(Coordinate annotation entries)
###

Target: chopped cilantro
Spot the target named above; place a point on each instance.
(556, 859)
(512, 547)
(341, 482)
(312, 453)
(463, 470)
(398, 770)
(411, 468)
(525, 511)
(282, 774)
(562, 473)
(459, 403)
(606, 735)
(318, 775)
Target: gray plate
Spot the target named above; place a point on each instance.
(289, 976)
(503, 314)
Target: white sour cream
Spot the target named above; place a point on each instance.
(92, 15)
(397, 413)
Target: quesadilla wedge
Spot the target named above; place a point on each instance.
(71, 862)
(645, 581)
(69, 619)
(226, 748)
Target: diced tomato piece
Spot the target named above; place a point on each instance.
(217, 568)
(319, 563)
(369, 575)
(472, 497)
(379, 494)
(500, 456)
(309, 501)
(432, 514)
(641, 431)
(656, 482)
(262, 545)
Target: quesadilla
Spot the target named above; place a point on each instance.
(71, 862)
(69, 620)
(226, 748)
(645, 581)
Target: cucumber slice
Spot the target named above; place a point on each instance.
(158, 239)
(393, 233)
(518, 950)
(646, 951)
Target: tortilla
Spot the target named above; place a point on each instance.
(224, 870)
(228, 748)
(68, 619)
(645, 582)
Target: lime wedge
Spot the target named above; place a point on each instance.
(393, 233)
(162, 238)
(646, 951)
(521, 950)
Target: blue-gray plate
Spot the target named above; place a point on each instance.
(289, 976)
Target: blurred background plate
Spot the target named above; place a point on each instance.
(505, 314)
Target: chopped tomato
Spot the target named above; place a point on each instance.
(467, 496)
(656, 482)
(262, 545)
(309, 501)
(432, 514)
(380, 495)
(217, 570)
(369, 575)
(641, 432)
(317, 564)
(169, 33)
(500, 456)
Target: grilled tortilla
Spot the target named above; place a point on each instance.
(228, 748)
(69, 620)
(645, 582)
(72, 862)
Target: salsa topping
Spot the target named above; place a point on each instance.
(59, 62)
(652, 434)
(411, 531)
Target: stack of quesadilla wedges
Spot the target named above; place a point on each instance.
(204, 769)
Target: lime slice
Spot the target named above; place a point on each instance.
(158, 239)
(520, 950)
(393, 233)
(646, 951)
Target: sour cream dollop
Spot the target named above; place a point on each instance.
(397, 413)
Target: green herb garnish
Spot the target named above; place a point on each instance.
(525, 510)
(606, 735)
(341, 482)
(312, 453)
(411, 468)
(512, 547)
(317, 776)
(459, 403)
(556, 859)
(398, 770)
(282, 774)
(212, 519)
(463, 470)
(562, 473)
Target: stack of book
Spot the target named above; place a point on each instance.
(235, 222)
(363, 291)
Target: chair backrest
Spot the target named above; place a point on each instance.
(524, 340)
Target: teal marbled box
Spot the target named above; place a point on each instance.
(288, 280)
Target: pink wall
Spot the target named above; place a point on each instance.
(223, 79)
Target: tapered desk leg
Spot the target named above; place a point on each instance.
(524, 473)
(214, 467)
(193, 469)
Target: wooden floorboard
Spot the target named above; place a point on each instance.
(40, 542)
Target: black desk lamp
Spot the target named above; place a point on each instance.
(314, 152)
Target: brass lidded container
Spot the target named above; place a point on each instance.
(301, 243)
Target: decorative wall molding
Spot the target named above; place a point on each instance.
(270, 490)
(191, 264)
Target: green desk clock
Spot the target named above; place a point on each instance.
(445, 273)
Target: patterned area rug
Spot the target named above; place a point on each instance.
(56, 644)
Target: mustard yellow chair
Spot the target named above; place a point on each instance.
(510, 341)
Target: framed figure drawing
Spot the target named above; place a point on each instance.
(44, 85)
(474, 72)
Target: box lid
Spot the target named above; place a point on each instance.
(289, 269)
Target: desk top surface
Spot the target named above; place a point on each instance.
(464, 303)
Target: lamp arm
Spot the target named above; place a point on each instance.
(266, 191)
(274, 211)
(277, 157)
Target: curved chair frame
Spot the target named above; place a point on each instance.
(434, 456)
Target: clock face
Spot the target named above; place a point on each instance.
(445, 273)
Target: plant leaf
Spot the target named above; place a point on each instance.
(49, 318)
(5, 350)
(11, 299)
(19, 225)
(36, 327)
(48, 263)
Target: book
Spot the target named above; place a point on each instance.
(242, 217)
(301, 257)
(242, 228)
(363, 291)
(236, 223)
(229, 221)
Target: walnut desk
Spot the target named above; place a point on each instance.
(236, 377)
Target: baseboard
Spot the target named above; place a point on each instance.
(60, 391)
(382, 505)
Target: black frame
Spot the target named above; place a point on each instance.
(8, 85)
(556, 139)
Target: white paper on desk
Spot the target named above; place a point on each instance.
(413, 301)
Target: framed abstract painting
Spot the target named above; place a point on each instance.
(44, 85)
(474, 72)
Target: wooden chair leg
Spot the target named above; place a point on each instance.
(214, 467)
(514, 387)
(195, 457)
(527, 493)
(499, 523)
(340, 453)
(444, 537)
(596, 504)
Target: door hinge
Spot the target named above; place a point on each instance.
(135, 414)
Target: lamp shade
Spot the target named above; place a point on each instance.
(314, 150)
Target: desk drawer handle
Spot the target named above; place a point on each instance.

###

### Task
Can you reproduce, word for word, the lines running from the one containing "Target: baseboard" through the final line, both ends included, and output nothing else?

### Result for this task
Target: baseboard
Spot the target named above; place a point on each instance.
(60, 391)
(382, 505)
Target: black frame
Spot the target named above; place a point on each instance.
(8, 85)
(556, 139)
Target: white paper on desk
Spot the target named above; place a point on each instance.
(413, 301)
Target: framed abstract painting
Spot the target named above; place a point on each instance.
(44, 85)
(474, 72)
Target: wooden chair leg
Spot the target named above; place a point on each instance.
(214, 467)
(514, 387)
(195, 457)
(527, 493)
(499, 523)
(340, 453)
(444, 537)
(596, 504)
Target: door hinge
Spot the target named above; place a point on each instance.
(135, 414)
Target: lamp shade
Spot the target named above; place a point on each instance.
(314, 150)
Target: desk drawer handle
Spot the target named above; place a point on each instance.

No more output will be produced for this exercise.